**What you will do**:
The result should be a full, exact repeat of the entries, free of pictures.

*** Opening of Listed records ***

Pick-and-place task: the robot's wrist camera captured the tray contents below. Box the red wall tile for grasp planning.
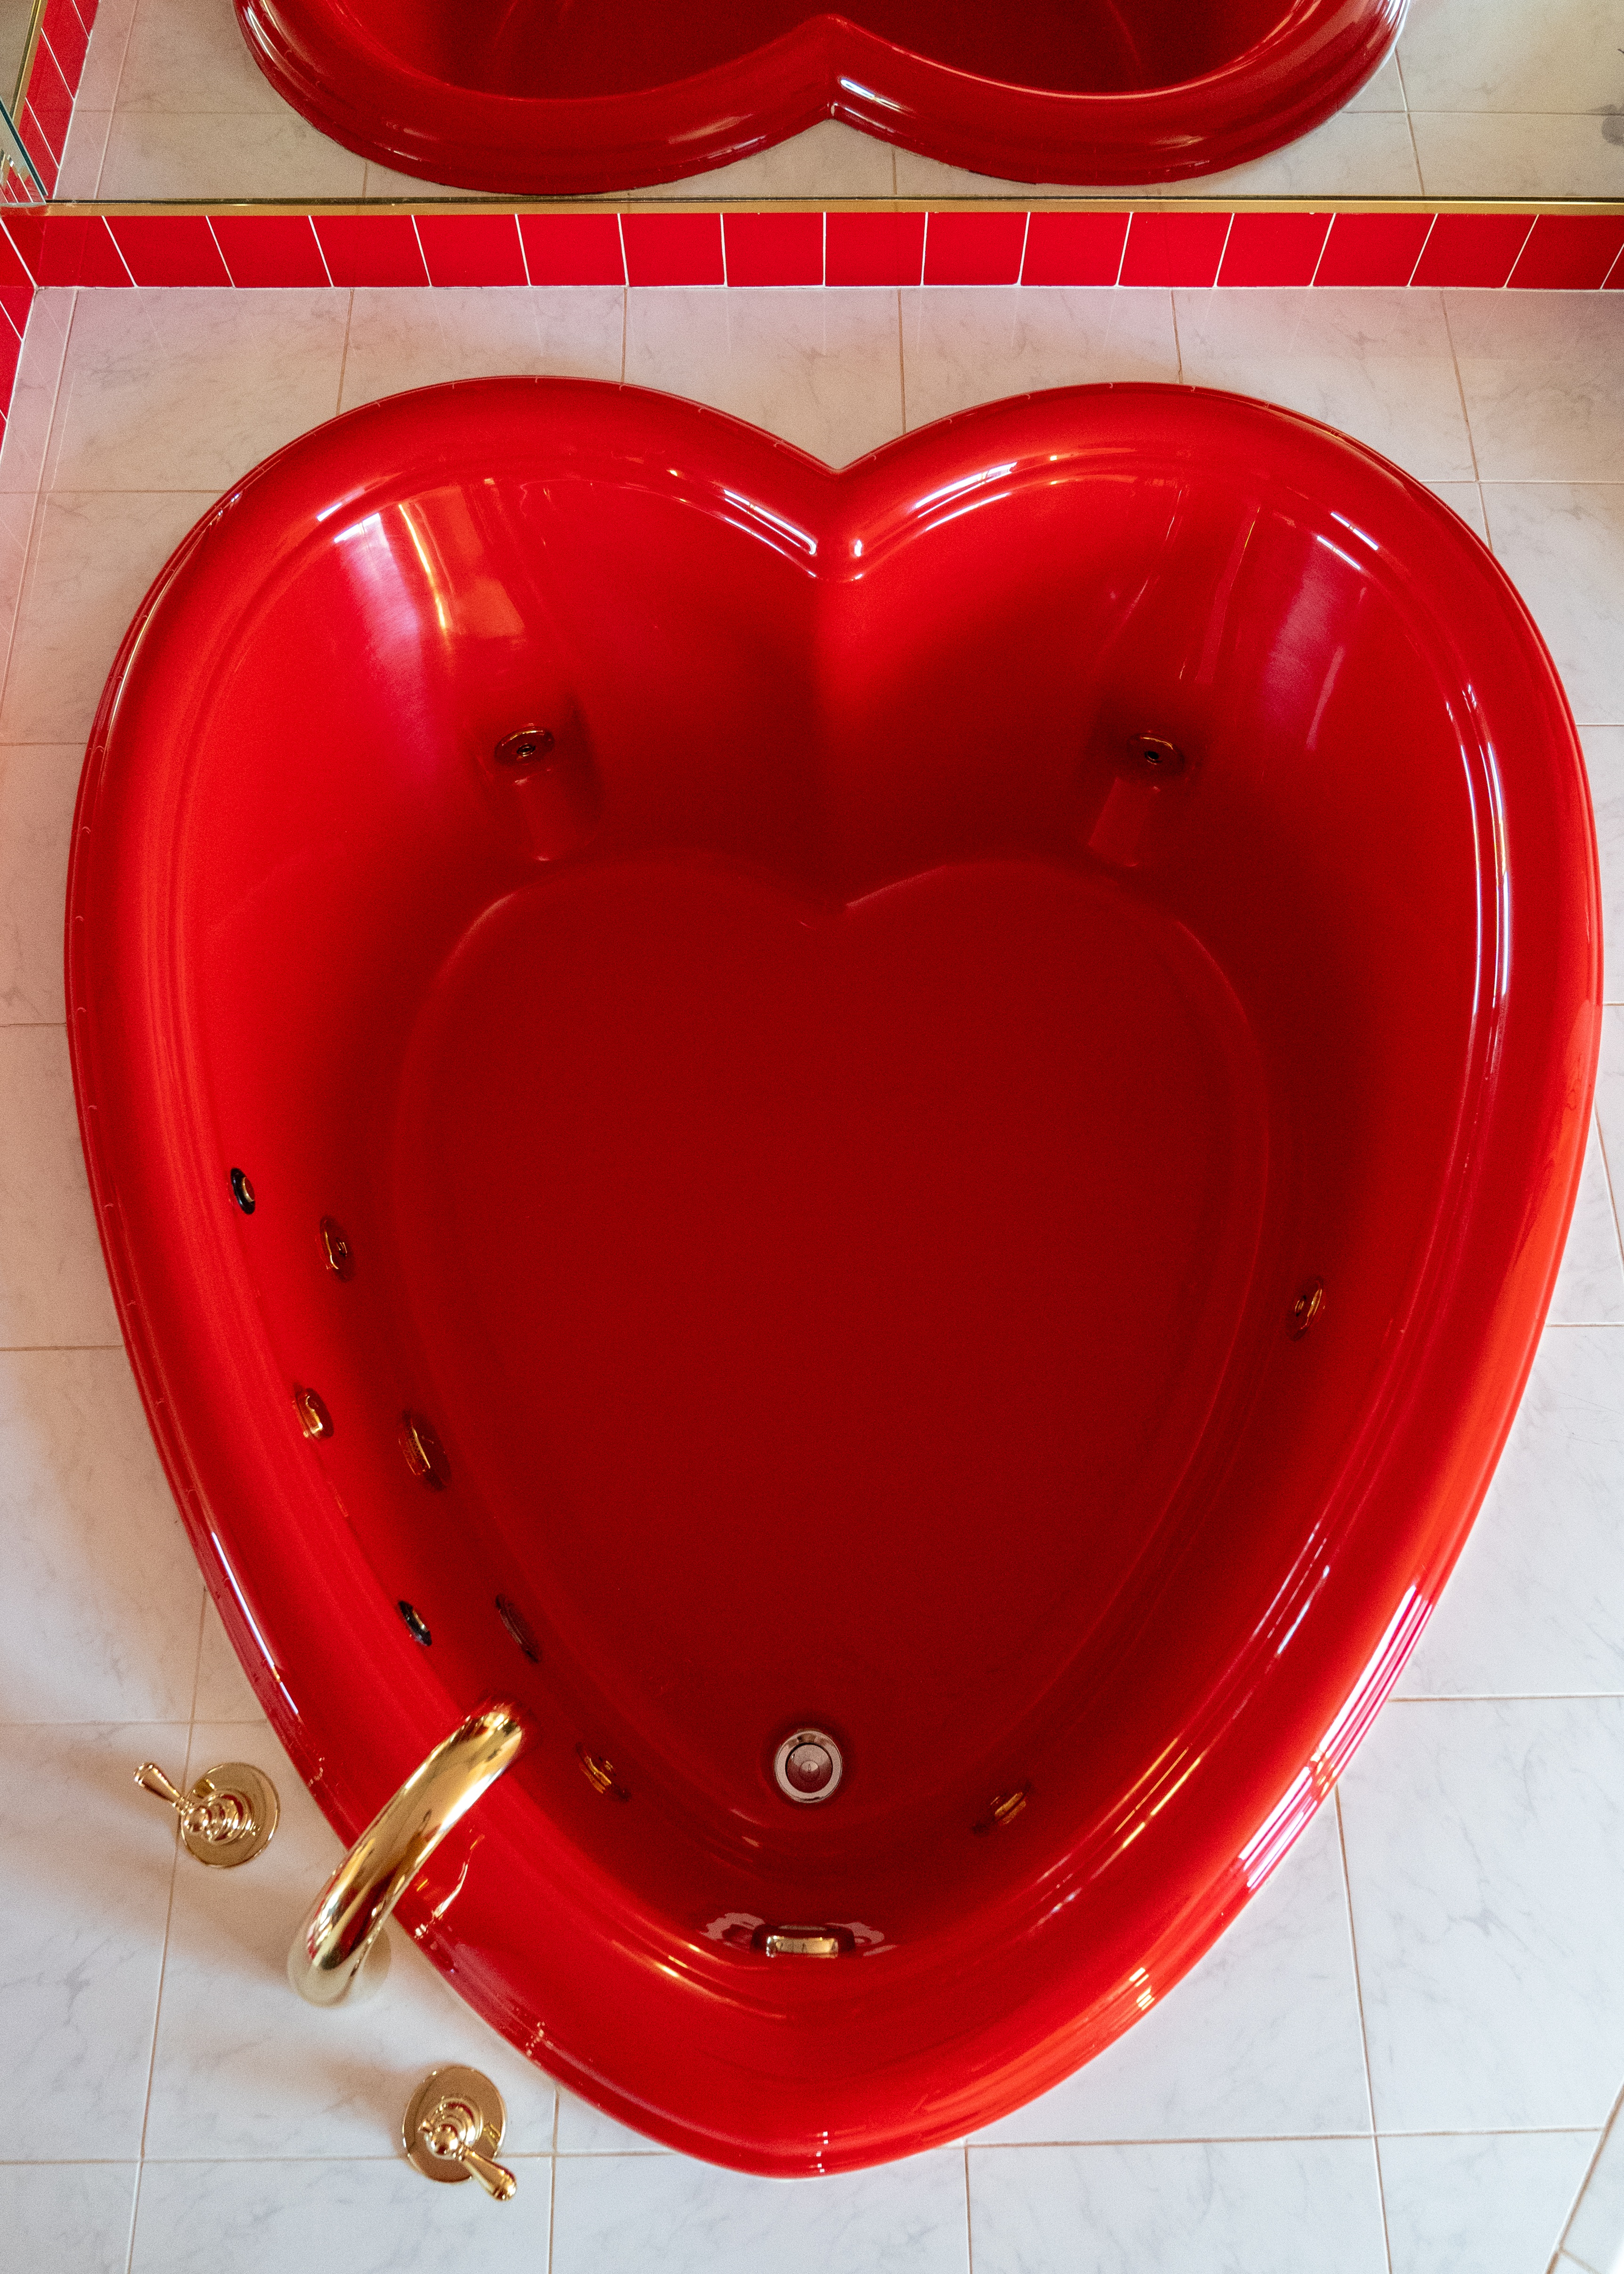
[1216,211,1330,286]
[41,0,90,94]
[416,213,526,286]
[1313,212,1433,286]
[1018,212,1128,285]
[18,105,58,195]
[1410,213,1535,288]
[0,312,21,412]
[25,41,73,163]
[621,212,724,285]
[1606,244,1624,290]
[312,214,430,287]
[518,213,625,286]
[1509,214,1624,290]
[723,211,822,286]
[923,211,1027,286]
[0,221,34,288]
[109,215,232,285]
[824,212,925,287]
[0,282,31,337]
[5,214,130,285]
[1118,211,1231,288]
[210,214,330,287]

*** Close of Listed records ***

**Answer to the exercise**:
Pick-and-place task: the robot's wrist camera captured the tray contents below. Box the red wall tile for grasp planning.
[1216,211,1330,286]
[41,0,90,94]
[416,213,526,286]
[1313,212,1433,286]
[1018,212,1128,285]
[18,105,58,195]
[1410,213,1535,288]
[0,312,21,412]
[25,41,73,163]
[621,212,724,285]
[1606,244,1624,290]
[312,214,430,287]
[518,213,625,286]
[1509,214,1624,290]
[723,211,822,286]
[923,211,1027,286]
[0,221,34,288]
[109,215,232,285]
[824,212,925,287]
[0,282,31,337]
[5,214,130,285]
[1118,211,1231,288]
[210,214,330,287]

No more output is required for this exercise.